‘The Mountain Divide,’ by Frank H. Spearman

I’ve read and appreciated a couple of Frank H. Spearman’s classic westerns (he wrote Whispering Smith, most famously), and thought I’d try another. The Mountain Divide is somewhat different from my previous choices. It has the feel of a boy’s book, a genre which was big at one time. That’s mainly because the main character is a 17-year-old boy, and due to the lack of a romantic element in the plot. The book is also different from the others in not being set in the author’s contemporary time, but several decades back in history. It’s about the building of the Transcontinental Railroad, just after the Civil War.

We first meet Bucks, our hero, as a newly hired telegrapher in the track town of Medicine Bend. Faced with a mob of angry customers, he handles himself with coolness and good sense, gaining the favor of his bosses and senior employees. Important among them is Bob Scott, the action hero of the book, who – interestingly enough – is a “half-breed.”

The story proceeds with Bucks advancing in his career, and clashing again and again with the outlaw element that accompanies the progress of the track laying. In the end it will come to open war between the railroad men and the lawless elements. Hostile Indians are also a constant threat. Bucks and Bob Scott will nearly lose their lives before their final triumph.

Data extracted from a collection:
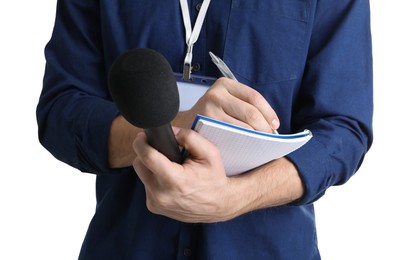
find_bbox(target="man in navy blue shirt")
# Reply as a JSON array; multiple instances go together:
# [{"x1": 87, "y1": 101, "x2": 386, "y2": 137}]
[{"x1": 37, "y1": 0, "x2": 373, "y2": 259}]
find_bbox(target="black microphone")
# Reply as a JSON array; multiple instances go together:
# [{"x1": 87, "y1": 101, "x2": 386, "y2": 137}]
[{"x1": 108, "y1": 48, "x2": 182, "y2": 163}]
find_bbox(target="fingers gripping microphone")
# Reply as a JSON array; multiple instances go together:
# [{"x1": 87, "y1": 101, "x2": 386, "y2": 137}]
[{"x1": 108, "y1": 48, "x2": 182, "y2": 163}]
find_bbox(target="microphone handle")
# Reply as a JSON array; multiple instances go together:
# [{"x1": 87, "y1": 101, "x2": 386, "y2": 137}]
[{"x1": 144, "y1": 124, "x2": 183, "y2": 164}]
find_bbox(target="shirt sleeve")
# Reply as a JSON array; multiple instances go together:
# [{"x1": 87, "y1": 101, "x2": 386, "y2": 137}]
[
  {"x1": 287, "y1": 0, "x2": 373, "y2": 205},
  {"x1": 37, "y1": 0, "x2": 123, "y2": 173}
]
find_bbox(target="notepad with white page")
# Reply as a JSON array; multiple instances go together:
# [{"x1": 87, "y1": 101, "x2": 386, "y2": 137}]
[{"x1": 192, "y1": 115, "x2": 312, "y2": 176}]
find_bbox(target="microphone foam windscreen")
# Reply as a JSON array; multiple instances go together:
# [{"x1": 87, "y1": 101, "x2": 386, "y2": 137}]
[{"x1": 108, "y1": 48, "x2": 179, "y2": 128}]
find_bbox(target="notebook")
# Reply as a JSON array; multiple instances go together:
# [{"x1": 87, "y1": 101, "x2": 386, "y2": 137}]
[{"x1": 192, "y1": 115, "x2": 312, "y2": 176}]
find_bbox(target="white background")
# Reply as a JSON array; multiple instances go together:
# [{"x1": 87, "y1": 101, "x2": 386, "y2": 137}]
[{"x1": 0, "y1": 0, "x2": 406, "y2": 260}]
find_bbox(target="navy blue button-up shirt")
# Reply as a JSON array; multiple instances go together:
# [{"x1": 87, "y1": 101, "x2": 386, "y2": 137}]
[{"x1": 37, "y1": 0, "x2": 373, "y2": 259}]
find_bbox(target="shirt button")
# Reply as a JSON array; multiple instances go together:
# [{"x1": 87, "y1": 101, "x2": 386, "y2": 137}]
[
  {"x1": 192, "y1": 63, "x2": 201, "y2": 72},
  {"x1": 183, "y1": 248, "x2": 192, "y2": 257}
]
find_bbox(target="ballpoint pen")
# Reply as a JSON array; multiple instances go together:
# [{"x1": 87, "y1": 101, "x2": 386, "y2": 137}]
[{"x1": 209, "y1": 51, "x2": 279, "y2": 134}]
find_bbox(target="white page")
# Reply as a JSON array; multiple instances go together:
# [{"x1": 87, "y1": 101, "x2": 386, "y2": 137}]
[{"x1": 193, "y1": 115, "x2": 312, "y2": 176}]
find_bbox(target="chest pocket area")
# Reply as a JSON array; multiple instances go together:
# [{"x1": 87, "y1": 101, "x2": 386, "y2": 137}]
[{"x1": 224, "y1": 0, "x2": 309, "y2": 85}]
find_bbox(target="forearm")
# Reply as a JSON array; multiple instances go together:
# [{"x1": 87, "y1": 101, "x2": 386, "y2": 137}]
[{"x1": 230, "y1": 158, "x2": 304, "y2": 216}]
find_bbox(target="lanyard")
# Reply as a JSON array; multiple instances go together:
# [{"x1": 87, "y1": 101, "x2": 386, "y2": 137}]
[{"x1": 180, "y1": 0, "x2": 210, "y2": 80}]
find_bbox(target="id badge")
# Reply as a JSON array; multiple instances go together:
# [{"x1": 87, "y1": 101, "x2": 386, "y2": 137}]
[{"x1": 174, "y1": 73, "x2": 216, "y2": 111}]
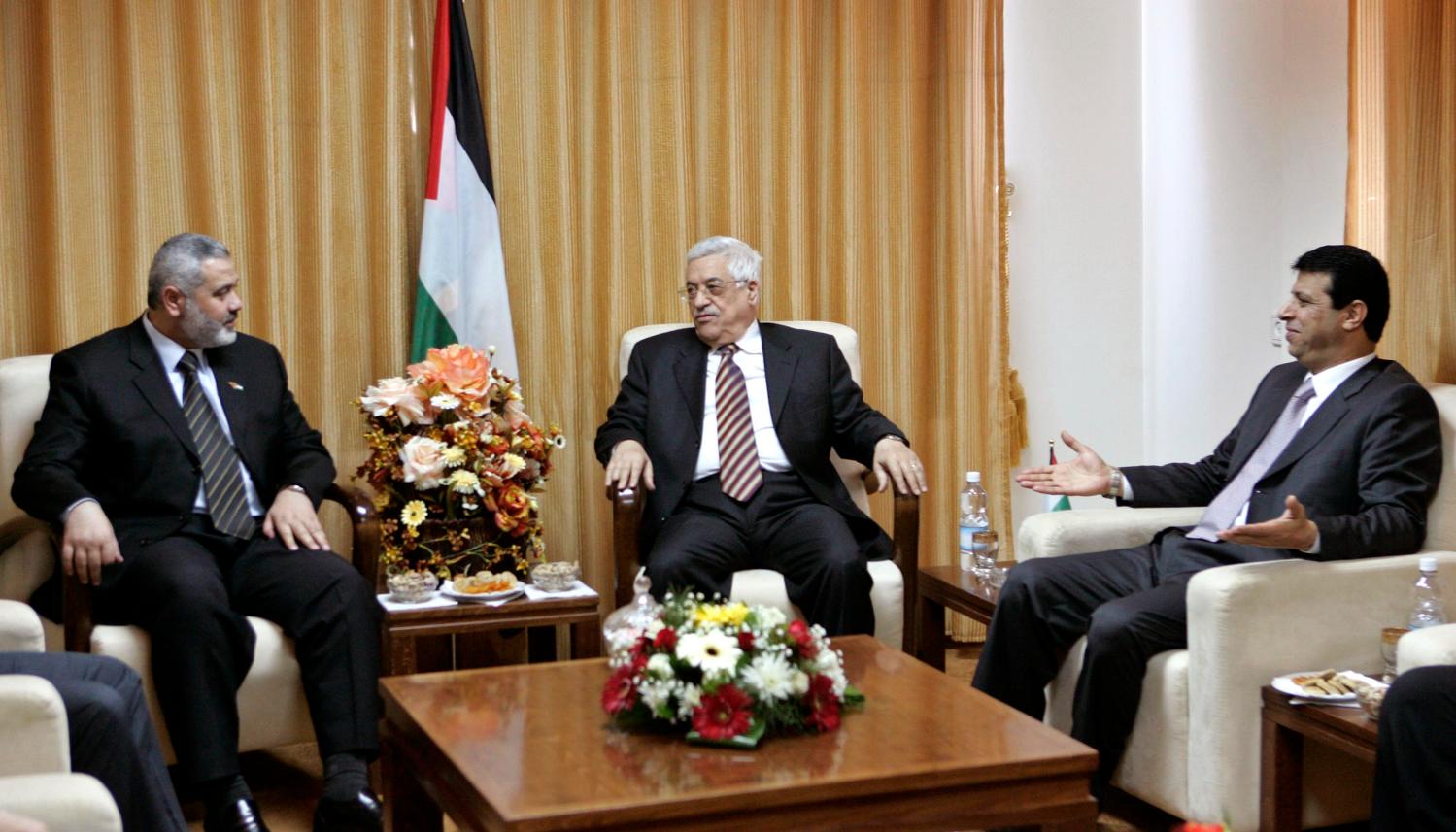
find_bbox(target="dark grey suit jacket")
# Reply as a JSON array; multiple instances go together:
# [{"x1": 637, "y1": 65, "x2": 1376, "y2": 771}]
[
  {"x1": 10, "y1": 318, "x2": 333, "y2": 586},
  {"x1": 595, "y1": 321, "x2": 904, "y2": 558},
  {"x1": 1123, "y1": 358, "x2": 1441, "y2": 560}
]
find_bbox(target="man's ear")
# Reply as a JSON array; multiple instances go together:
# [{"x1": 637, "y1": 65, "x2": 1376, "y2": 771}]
[
  {"x1": 161, "y1": 286, "x2": 186, "y2": 317},
  {"x1": 1339, "y1": 300, "x2": 1371, "y2": 332}
]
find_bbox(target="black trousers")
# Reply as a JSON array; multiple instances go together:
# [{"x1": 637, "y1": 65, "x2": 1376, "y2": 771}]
[
  {"x1": 0, "y1": 653, "x2": 186, "y2": 832},
  {"x1": 97, "y1": 515, "x2": 380, "y2": 784},
  {"x1": 647, "y1": 471, "x2": 875, "y2": 636},
  {"x1": 1371, "y1": 665, "x2": 1456, "y2": 832},
  {"x1": 971, "y1": 529, "x2": 1289, "y2": 797}
]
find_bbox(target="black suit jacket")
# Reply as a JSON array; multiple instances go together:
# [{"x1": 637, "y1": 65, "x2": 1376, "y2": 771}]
[
  {"x1": 595, "y1": 321, "x2": 904, "y2": 558},
  {"x1": 10, "y1": 318, "x2": 333, "y2": 586},
  {"x1": 1123, "y1": 358, "x2": 1441, "y2": 560}
]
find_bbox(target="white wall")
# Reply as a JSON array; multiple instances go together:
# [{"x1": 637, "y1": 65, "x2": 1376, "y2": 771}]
[{"x1": 1004, "y1": 0, "x2": 1347, "y2": 532}]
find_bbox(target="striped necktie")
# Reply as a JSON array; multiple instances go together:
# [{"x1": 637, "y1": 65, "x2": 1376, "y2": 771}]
[
  {"x1": 178, "y1": 350, "x2": 254, "y2": 540},
  {"x1": 717, "y1": 344, "x2": 762, "y2": 502},
  {"x1": 1188, "y1": 379, "x2": 1315, "y2": 541}
]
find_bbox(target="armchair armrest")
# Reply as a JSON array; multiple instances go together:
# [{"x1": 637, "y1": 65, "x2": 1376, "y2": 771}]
[
  {"x1": 1395, "y1": 624, "x2": 1456, "y2": 674},
  {"x1": 0, "y1": 598, "x2": 45, "y2": 653},
  {"x1": 0, "y1": 674, "x2": 71, "y2": 776},
  {"x1": 1188, "y1": 554, "x2": 1456, "y2": 828},
  {"x1": 1016, "y1": 506, "x2": 1202, "y2": 560}
]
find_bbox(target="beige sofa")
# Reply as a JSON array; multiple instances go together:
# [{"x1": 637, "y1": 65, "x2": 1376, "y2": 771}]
[
  {"x1": 0, "y1": 601, "x2": 120, "y2": 832},
  {"x1": 1016, "y1": 384, "x2": 1456, "y2": 832}
]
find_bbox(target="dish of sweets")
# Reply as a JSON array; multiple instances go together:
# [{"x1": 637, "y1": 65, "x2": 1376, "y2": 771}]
[
  {"x1": 1270, "y1": 668, "x2": 1383, "y2": 703},
  {"x1": 440, "y1": 572, "x2": 525, "y2": 601}
]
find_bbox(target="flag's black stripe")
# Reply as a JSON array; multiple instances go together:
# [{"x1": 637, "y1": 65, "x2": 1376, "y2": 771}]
[{"x1": 444, "y1": 0, "x2": 495, "y2": 199}]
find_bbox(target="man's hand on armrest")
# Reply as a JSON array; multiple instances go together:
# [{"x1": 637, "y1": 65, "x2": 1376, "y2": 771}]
[
  {"x1": 1219, "y1": 494, "x2": 1319, "y2": 552},
  {"x1": 607, "y1": 439, "x2": 657, "y2": 494},
  {"x1": 1016, "y1": 430, "x2": 1112, "y2": 497},
  {"x1": 61, "y1": 500, "x2": 120, "y2": 586}
]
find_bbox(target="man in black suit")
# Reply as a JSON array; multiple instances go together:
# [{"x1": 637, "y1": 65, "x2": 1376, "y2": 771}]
[
  {"x1": 597, "y1": 237, "x2": 925, "y2": 634},
  {"x1": 12, "y1": 234, "x2": 382, "y2": 832},
  {"x1": 972, "y1": 246, "x2": 1441, "y2": 794}
]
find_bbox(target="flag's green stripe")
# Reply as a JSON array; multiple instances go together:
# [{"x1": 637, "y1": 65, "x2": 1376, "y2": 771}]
[{"x1": 409, "y1": 283, "x2": 458, "y2": 362}]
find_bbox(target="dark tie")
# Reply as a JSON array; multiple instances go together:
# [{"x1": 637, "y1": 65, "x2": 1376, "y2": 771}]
[
  {"x1": 717, "y1": 344, "x2": 762, "y2": 502},
  {"x1": 178, "y1": 352, "x2": 254, "y2": 540},
  {"x1": 1188, "y1": 379, "x2": 1315, "y2": 540}
]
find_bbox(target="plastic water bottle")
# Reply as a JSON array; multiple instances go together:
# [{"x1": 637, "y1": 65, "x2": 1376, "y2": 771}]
[
  {"x1": 1411, "y1": 557, "x2": 1446, "y2": 630},
  {"x1": 961, "y1": 471, "x2": 992, "y2": 572}
]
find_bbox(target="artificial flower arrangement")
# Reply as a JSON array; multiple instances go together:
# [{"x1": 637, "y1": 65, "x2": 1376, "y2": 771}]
[
  {"x1": 356, "y1": 344, "x2": 565, "y2": 578},
  {"x1": 601, "y1": 592, "x2": 864, "y2": 748}
]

Study questions:
**1)** Using the review of The Mountain Divide, decide whether each statement agrees with it: (a) the book is set in the author's own time, (b) Bucks begins as a newly hired telegrapher in Medicine Bend, and (c) the plot has a romantic element. Answer yes or no for each and quote the deciding words from the review.
**2)** Rewrite the passage of the review of The Mountain Divide starting at "The story proceeds" and ending at "their final triumph.", replacing "outlaw element" with "criminal element".
**3)** Proceed with the review of The Mountain Divide from the point where it stops.

Answers for the tasks:
**1)**
(a) No: "not being set in the author’s contemporary time, but several decades back in history"
(b) Yes: "as a newly hired telegrapher in the track town of Medicine Bend"
(c) No: "due to the lack of a romantic element in the plot"

**2)**
The story proceeds with Bucks advancing in his career, and clashing again and again with the criminal element that accompanies the progress of the track laying. In the end it will come to open war between the railroad men and the lawless elements. Hostile Indians are also a constant threat. Bucks and Bob Scott will nearly lose their lives before their final triumph.

**3)**
I should probably mention that, to the best of my knowledge, author Spearman gives a false impression of the legal situation. The recent miniseries Hell On Wheels, which I gave up watching, more realistically portrayed the arrangement – the saloons and gambling dens and houses of ill fame went west with the construction, and were tolerated – or facilitated – by the railroad companies. In this story, the two groups are mortal enemies.

As you’d expect for a book written around the turn of the 20th Century and aimed at boys, The Mountain Divide is a pretty straightforward adventure story, easily enjoyed. I consider Spearman a superior stylist to most of his contemporaries, and I liked this book.